══ Input data
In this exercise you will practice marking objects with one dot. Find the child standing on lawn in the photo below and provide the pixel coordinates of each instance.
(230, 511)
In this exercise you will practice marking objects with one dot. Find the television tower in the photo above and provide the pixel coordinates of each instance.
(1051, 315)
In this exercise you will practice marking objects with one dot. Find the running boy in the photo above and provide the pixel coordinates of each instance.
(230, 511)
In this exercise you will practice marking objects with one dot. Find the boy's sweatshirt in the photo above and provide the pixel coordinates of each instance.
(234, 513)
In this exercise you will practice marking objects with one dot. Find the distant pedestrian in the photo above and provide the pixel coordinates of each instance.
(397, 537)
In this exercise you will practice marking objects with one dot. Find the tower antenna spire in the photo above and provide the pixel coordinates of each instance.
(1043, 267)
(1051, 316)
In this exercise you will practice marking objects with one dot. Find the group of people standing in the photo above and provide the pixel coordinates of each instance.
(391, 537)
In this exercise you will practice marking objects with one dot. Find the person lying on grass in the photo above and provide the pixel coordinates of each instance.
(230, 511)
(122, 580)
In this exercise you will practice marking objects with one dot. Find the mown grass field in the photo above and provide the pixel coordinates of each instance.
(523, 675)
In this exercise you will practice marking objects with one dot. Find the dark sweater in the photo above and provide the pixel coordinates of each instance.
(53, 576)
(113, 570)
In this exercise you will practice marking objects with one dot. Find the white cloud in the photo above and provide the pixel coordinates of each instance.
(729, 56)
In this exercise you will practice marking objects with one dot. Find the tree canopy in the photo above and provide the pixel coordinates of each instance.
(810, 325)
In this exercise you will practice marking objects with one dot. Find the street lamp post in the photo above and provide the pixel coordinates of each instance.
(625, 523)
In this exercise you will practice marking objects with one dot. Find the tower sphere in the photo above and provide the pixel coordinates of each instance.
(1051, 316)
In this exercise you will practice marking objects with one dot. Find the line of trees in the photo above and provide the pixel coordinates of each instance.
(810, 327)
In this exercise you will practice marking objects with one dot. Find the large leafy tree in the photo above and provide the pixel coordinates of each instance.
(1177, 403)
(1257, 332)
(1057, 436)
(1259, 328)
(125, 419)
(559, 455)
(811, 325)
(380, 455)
════
Problem statement:
Exact copies of the lines from the one holding "Find the tree" through the last line above, and only those, make up the answer.

Completed task:
In this exercise you will practice marking objects with one dot. Find the tree canopy in the photo above and provide the pixel coordinates of each instance.
(810, 325)
In this exercise you will practice marking objects with one dot. Find the street lamp post in the photo above and provide the pixel coordinates of each instance.
(625, 523)
In this exercise you will practice marking objects with one dot. Find the tower sphere in the photo above and provide the pixel coordinates of each instance.
(1051, 316)
In this exercise you will practice marking objects with one dot. Find the line of trees in the photo above and provide the pixel coordinates of each instance.
(810, 327)
In this exercise you will practice marking objects with one dot. Find the large leafy tree in the photo above and provide the pixel coordinates of each instance.
(1177, 403)
(1257, 332)
(1057, 436)
(1259, 328)
(125, 419)
(559, 455)
(811, 325)
(380, 455)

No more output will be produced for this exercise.